• _Data to examine_
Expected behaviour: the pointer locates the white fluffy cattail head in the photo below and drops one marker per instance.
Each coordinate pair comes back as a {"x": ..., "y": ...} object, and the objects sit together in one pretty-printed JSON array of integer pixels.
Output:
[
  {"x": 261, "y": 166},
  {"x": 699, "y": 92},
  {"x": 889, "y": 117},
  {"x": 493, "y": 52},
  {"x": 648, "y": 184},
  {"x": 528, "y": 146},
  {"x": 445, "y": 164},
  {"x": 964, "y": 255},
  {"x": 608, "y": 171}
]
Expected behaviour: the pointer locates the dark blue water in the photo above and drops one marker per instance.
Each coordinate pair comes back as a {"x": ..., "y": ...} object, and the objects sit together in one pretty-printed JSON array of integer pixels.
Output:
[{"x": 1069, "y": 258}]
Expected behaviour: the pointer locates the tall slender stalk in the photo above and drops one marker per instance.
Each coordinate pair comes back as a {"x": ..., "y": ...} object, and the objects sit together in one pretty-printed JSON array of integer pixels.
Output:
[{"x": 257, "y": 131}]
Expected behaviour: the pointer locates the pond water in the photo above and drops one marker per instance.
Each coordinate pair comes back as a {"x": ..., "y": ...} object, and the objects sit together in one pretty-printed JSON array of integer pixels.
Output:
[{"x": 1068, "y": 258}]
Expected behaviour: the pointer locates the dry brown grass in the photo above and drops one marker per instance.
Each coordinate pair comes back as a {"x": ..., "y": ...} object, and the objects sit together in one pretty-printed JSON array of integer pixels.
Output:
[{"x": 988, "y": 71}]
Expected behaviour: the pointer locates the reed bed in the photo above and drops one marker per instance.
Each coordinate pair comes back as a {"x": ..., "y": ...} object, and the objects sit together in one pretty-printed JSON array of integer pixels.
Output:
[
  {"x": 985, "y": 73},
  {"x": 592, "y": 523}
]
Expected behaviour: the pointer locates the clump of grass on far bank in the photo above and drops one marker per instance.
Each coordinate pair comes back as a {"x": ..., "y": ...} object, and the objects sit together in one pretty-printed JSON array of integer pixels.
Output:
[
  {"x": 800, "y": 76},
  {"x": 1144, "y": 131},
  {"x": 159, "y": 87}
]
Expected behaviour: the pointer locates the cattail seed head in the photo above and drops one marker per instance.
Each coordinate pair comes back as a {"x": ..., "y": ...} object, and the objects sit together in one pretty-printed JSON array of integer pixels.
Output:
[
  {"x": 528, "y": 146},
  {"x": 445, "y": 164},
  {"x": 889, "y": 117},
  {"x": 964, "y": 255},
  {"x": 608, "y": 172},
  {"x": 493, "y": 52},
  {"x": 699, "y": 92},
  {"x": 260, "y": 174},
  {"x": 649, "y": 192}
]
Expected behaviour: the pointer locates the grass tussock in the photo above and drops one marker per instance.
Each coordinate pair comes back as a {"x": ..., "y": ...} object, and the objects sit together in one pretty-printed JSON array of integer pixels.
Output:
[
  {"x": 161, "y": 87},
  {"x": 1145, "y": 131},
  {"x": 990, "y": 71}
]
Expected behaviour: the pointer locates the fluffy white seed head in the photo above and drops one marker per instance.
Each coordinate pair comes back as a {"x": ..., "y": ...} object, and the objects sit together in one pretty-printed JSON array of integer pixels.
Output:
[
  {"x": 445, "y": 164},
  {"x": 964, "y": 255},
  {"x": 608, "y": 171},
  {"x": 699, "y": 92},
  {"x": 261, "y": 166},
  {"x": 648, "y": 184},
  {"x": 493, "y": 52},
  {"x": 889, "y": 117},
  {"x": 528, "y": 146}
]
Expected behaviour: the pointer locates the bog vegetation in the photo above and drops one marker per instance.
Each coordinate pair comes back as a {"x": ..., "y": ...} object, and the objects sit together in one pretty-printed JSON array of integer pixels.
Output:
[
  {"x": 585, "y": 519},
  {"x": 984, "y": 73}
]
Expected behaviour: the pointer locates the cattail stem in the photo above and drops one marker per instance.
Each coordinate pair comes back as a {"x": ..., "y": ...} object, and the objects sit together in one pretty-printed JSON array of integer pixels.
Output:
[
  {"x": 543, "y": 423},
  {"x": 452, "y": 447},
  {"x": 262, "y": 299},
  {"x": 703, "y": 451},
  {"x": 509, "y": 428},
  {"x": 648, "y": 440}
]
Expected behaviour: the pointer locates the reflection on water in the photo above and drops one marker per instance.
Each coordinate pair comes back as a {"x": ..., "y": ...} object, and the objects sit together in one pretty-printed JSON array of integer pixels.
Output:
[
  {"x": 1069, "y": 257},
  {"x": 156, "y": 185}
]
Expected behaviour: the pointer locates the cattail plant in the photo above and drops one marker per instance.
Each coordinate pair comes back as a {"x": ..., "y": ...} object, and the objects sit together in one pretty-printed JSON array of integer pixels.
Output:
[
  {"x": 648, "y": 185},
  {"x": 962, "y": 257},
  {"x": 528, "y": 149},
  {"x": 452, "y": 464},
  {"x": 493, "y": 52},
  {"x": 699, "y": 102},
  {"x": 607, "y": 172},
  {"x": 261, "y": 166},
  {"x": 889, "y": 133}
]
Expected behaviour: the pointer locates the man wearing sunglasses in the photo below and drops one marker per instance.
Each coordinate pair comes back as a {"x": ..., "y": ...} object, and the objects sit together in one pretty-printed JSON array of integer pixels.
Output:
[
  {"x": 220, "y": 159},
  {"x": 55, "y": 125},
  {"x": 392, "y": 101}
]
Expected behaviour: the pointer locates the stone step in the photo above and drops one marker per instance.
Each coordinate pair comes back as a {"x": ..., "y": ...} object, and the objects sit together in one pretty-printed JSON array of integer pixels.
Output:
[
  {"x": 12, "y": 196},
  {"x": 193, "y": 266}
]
---
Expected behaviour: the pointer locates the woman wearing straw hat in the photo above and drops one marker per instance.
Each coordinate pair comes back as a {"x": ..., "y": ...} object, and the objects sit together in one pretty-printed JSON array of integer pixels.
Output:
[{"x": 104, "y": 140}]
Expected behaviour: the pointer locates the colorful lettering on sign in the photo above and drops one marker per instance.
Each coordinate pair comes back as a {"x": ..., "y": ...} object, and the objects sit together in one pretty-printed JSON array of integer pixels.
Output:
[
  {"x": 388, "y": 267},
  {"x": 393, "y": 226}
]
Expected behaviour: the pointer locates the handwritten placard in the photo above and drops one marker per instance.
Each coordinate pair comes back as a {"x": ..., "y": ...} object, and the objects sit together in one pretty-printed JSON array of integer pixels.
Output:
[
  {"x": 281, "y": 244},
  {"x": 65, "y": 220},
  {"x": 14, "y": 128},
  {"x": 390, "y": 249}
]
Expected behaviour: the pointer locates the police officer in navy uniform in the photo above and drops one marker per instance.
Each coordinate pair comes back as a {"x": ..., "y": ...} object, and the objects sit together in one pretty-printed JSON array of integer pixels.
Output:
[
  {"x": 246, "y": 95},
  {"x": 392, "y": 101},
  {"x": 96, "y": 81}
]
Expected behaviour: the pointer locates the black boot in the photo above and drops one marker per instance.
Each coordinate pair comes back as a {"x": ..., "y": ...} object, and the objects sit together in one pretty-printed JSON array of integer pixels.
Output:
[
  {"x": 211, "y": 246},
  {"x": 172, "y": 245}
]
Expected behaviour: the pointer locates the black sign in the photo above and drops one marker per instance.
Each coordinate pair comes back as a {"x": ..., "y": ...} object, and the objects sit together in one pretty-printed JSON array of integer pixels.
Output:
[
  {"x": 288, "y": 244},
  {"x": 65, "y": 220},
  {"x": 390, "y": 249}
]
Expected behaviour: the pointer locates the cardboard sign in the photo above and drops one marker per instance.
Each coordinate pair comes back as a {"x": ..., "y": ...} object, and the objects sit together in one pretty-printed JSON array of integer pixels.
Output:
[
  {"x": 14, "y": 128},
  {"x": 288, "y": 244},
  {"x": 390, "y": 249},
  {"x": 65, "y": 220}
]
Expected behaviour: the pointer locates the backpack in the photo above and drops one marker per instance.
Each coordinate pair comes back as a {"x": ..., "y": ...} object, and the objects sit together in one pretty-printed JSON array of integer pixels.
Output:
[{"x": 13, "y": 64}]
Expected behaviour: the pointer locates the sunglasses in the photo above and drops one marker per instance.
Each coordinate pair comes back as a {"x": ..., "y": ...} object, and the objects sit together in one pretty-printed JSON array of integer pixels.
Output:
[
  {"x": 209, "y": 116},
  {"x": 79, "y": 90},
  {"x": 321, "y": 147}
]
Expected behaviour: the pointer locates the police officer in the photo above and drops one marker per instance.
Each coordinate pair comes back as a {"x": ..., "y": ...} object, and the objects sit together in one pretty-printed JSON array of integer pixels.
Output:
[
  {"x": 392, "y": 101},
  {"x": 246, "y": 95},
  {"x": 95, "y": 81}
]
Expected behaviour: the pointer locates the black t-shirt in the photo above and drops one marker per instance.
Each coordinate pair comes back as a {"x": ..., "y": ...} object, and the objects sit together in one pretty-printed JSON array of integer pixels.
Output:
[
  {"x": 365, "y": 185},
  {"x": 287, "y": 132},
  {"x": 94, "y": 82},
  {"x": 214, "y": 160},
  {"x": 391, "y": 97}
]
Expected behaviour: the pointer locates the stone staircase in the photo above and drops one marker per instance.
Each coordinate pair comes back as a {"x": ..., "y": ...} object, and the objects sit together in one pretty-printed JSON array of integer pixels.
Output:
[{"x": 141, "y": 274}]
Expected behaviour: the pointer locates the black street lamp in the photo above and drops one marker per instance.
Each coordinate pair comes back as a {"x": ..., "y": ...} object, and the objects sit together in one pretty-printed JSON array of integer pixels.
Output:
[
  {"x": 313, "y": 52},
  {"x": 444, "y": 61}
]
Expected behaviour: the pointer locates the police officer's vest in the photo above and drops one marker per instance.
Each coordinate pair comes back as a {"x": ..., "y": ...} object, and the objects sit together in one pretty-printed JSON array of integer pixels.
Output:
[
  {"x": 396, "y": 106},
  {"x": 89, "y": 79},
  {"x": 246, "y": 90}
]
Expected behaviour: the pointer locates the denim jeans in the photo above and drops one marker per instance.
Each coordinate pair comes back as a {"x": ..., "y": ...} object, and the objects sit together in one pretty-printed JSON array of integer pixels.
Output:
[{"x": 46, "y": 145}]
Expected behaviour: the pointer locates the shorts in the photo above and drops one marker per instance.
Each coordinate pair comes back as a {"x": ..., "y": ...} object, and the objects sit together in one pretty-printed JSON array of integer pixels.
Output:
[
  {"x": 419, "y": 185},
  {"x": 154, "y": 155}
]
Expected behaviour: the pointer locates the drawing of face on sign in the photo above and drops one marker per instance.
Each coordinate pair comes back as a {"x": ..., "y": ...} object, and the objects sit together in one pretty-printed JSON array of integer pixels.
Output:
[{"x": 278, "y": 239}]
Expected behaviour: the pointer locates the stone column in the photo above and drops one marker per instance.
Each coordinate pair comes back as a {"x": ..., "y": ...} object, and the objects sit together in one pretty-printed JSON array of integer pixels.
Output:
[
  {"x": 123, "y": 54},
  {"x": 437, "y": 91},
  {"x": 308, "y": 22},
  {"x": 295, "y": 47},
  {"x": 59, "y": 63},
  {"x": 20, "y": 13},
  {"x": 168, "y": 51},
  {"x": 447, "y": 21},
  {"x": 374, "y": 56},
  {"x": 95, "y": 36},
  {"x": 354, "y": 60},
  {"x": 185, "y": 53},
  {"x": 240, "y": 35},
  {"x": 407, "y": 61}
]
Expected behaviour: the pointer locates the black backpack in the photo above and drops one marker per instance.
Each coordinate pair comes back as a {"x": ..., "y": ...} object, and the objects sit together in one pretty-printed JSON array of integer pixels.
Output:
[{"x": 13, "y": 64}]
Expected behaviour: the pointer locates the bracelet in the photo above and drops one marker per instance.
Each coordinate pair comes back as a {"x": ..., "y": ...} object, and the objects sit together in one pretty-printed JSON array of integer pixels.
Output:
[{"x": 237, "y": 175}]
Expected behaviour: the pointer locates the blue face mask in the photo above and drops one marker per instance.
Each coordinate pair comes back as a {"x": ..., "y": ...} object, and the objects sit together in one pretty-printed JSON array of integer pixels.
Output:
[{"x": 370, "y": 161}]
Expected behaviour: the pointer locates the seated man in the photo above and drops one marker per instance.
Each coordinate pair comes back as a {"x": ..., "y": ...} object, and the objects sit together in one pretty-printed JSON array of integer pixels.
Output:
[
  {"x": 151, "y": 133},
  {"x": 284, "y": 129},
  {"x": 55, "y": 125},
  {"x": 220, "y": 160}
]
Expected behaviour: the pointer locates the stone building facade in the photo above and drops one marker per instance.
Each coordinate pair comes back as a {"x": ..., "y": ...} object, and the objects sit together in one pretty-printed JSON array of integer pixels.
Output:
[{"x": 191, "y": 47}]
...
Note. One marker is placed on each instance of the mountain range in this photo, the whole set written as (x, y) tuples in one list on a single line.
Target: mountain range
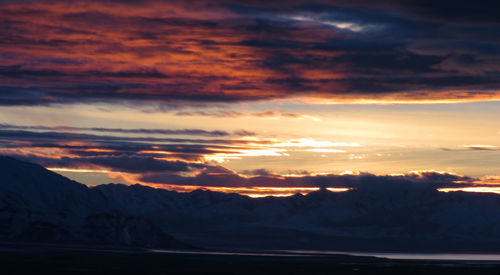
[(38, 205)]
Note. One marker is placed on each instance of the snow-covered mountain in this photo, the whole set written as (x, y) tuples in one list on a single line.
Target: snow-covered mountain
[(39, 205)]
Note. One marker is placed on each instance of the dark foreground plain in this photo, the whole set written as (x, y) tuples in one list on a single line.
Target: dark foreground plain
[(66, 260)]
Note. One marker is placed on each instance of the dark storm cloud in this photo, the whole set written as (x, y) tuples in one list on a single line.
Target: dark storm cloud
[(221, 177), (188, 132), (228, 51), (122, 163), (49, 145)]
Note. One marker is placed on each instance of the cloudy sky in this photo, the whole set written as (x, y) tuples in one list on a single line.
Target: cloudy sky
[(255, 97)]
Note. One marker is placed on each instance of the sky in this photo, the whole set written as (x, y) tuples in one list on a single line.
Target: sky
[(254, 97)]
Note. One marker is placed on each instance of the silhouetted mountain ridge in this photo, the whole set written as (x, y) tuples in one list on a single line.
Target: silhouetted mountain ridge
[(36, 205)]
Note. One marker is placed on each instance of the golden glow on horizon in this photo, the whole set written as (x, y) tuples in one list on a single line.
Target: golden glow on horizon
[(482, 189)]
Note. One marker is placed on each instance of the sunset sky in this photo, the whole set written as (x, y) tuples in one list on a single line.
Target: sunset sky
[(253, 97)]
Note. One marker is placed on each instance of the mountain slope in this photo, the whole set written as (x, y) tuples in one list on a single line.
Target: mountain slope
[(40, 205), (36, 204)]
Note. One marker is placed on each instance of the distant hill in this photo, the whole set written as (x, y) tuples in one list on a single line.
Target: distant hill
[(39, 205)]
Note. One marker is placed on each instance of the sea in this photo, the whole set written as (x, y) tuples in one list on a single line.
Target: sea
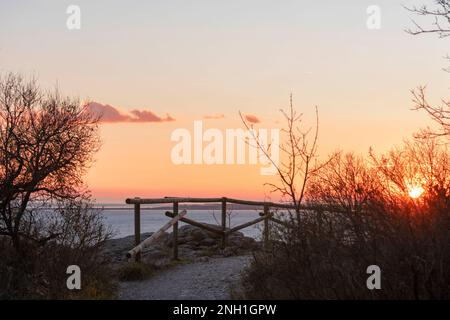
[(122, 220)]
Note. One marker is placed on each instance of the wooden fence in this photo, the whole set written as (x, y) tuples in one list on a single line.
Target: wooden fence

• _What the task asks_
Each line above that holds the string "wooden" should be copied and shown.

• _Response for this exercise_
Note. One marker is placed on each instance of the wooden fence in this photo, the whole set written as (x, y) tuples in one list on a single line.
Target: wooden fence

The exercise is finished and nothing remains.